DATASET EXTRACT ▸
##############################
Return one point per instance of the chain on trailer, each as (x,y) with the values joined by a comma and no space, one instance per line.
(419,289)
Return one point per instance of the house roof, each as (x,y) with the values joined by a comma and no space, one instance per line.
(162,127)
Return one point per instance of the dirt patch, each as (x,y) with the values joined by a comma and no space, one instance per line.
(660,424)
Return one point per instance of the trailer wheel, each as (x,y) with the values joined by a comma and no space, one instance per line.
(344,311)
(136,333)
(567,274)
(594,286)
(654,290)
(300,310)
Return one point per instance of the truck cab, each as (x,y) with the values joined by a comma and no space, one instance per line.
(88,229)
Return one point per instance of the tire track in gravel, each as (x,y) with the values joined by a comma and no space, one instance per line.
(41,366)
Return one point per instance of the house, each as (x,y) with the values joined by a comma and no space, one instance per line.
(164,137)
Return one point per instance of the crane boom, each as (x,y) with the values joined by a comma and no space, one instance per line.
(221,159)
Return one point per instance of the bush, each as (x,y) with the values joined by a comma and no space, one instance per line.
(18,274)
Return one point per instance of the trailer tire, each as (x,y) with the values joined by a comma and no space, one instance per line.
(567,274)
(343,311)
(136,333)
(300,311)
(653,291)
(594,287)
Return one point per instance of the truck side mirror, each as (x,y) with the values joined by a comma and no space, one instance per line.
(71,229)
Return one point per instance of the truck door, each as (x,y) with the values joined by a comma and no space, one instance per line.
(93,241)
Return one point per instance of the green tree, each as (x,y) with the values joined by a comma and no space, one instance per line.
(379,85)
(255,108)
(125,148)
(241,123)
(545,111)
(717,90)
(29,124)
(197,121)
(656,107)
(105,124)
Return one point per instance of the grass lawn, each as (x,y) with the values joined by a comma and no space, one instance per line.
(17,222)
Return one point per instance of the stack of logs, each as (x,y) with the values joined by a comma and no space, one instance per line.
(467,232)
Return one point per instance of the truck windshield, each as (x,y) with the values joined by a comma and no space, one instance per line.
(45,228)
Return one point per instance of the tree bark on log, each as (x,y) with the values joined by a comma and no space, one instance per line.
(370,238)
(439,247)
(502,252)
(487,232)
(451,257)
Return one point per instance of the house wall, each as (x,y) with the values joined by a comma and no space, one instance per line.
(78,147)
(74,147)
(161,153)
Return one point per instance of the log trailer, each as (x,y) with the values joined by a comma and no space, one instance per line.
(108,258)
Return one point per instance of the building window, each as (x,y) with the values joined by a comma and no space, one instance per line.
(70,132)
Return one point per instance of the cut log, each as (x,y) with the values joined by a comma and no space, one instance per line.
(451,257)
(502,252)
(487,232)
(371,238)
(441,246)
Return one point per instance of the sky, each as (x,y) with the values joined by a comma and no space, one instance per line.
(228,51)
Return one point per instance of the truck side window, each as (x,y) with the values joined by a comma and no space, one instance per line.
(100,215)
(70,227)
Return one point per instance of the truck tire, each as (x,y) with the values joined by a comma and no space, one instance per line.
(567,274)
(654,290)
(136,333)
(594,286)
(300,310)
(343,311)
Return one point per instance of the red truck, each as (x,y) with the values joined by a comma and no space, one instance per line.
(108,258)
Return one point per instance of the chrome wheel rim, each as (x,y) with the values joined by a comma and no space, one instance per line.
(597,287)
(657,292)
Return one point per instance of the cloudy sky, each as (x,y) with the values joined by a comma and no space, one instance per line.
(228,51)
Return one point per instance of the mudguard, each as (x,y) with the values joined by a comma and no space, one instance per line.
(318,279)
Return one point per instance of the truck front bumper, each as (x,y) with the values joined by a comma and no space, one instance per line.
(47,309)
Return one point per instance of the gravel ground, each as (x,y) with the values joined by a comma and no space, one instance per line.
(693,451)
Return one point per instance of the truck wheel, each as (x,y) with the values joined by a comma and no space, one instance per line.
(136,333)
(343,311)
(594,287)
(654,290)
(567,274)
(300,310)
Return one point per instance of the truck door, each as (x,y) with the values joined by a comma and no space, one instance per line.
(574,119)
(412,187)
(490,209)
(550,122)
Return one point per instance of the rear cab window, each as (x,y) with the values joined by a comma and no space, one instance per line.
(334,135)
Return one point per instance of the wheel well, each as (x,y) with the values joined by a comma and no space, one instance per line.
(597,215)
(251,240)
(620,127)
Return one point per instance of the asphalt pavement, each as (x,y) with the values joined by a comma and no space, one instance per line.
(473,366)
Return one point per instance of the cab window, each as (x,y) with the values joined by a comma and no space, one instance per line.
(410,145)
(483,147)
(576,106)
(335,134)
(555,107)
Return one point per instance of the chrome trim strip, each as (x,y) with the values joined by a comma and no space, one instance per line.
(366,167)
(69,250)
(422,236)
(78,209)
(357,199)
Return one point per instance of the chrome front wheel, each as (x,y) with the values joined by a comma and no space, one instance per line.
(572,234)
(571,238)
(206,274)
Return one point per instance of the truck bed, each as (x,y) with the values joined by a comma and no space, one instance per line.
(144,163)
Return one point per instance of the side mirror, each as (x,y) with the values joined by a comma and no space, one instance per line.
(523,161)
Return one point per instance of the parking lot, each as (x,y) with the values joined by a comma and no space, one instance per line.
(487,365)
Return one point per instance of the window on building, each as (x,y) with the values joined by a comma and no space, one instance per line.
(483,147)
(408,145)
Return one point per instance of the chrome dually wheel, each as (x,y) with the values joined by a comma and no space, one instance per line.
##############################
PROBLEM REQUIREMENTS ▸ Print the material verbatim, all of it.

FINAL RESULT ▸
Return one point per instance of the chain on trailer, each as (x,y) with the values joined by a comma and no space, one instance per line.
(419,289)
Return one point per instance of the house roof, each as (x,y) with the values joined by a comma and no space, one instance per line.
(162,127)
Return one point per instance of the dirt patch, each as (x,y) with the values joined by a comma and no space, one instance per line.
(660,424)
Return one point per instance of the trailer wheel, each as (x,y) with the values joined by a comma and no space, one instance per line.
(344,311)
(136,333)
(567,274)
(594,286)
(654,290)
(300,310)
Return one point per instance of the truck cab, each as (x,y) with the values joined by a comma and no space, one instance per line.
(88,229)
Return one point per instance of the tire track in gravel, each as (x,y) with the values joined by a comma and no space, one instance per line.
(41,366)
Return one point per instance of the house, each as (x,y) with the values joined by a comma and no space, one instance per line.
(164,137)
Return one point per instance of the crane boom, each as (x,y) with the values joined by a comma and no space, one instance per line.
(221,159)
Return one point per instance of the bush, each as (x,y) with the values joined by a comma and no space, one instance per line.
(18,274)
Return one point per instance of the trailer tire, each as (x,y) with the values joined by a comma and no space, one instance per line.
(567,274)
(343,311)
(136,333)
(300,311)
(653,291)
(594,287)
Return one point per instance of the truck side mirror, each as (x,y) with the values joined by a comma and no space, one instance per line.
(71,229)
Return one point per instance of the truck door, each as (x,y) with the values joined by a comma and no space, one instance per line.
(93,241)
Return one point per instance of the green tree, each as (x,y) with the values joined by a comma and no space, one instance per line.
(379,85)
(255,108)
(125,148)
(241,123)
(545,111)
(717,90)
(29,124)
(197,121)
(656,107)
(105,124)
Return one point per instance of the grass lawn, each as (x,y) with the values joined by a comma and no space, one instance per line.
(17,222)
Return one point per instance of the stack of logs, each as (x,y) with the values joined by a comma and no space, one instance per line.
(467,232)
Return one point per instance of the truck windshield, each as (x,y) with the values joined by a comma and no space, one instance per line.
(45,228)
Return one point per instance of the tree bark on log, each as (x,y) with the values joined by a comma and no space, one instance per line.
(370,238)
(439,247)
(502,252)
(487,232)
(451,257)
Return one point per instance of the house wall, each as (x,y) with the values joined by a comma and no space, one instance per line.
(78,147)
(74,147)
(161,153)
Return one point per instance of the log trailer, each as (x,y) with the values joined by a comma and no space, one instance per line.
(108,258)
Return one point per instance of the building window, each as (x,y) with the values joined by a comma and no space, one instance per line.
(70,132)
Return one point per instance of the cut log, each as (x,y) with the values joined by a comma and no space, one instance per line.
(451,257)
(502,252)
(487,232)
(371,238)
(441,246)
Return one point per instance of the sky, each as (x,y) with the values joined by a comma and no space, one instance per line.
(228,51)
Return one point per instance of the truck side window, each as (x,y) with the values joined by a comma and no space, one instance per line.
(100,215)
(70,227)
Return one point per instance of the truck tire, each as (x,y) with the values joined by a comma and no space, one instance per line.
(567,274)
(654,290)
(136,333)
(594,286)
(300,310)
(343,311)
Return one point per instance of the red truck, each as (x,y) with the values joined by a comma and no space, one instance per line.
(108,258)
Return one point per instance of the chrome wheel rim, each as (x,y) with the values joined by a comma and no space, one instance per line.
(597,287)
(657,292)
Return one point per instance of the cloudy sky, each as (x,y) with the values joined by a comma and no space, one instance per line.
(228,51)
Return one point per instance of the mudguard, each as (x,y) with the values joined by a comma and no space, one instance per line.
(318,279)
Return one point per instance of the truck front bumper, each as (x,y) with the values joined by a comma and no space, one instance per line.
(47,309)
Return one point per instance of the gravel ground, each as (x,y) with the values joined by a comma and no space, one instance per line.
(693,451)
Return one point per instance of the truck wheel, each as (x,y) with the values joined by a comma and no space, one instance per line.
(136,333)
(343,311)
(594,287)
(654,290)
(567,274)
(300,310)
Return one point per instance of the truck door, each as (x,y) with the values joined by a comma and no space, one instance per line.
(574,119)
(412,187)
(490,209)
(550,122)
Return one point per instance of the rear cab window, each as (x,y) with the values joined by a comma and no space, one instance per line.
(334,135)
Return one point per instance of the wheel well, each as (x,y) with the values joined by a comma and no space, one instance per line.
(597,215)
(251,240)
(620,127)
Return one point per instance of the asphalt pavement, each as (x,y) with the values joined by a comma and no space, one instance per line.
(473,366)
Return one point per instance of the cab window, each as (x,y) with the values joined by a comma and no space, one instance per line.
(410,145)
(483,147)
(576,106)
(335,134)
(555,107)
Return one point per instance of the chrome trim strip, each as (x,y) with the values joined by a comma and no space, one instance per line.
(366,167)
(69,250)
(422,236)
(78,209)
(357,199)
Return one point per instance of the chrome front wheel, each as (x,y) with the values joined by a comma and no space, one instance per line.
(572,234)
(571,238)
(206,274)
Return one point per instance of the truck bed, each as (x,y) with the values joined by a comma and no space, one instance per line.
(144,163)
Return one point per instance of the side mirror, each as (x,y) with the values joined by a comma and no space, one instance per line.
(523,161)
Return one point per instance of the parking lot, each as (x,y) with the values joined by a comma and no space, one instance per line.
(487,365)
Return one point per instance of the window on building, each as (x,y) with the values joined by a comma and no space, one instance per line.
(483,147)
(408,145)
Return one point per instance of the chrome dually wheel, each as (x,y) with the values joined by a comma and no space, one instance per line.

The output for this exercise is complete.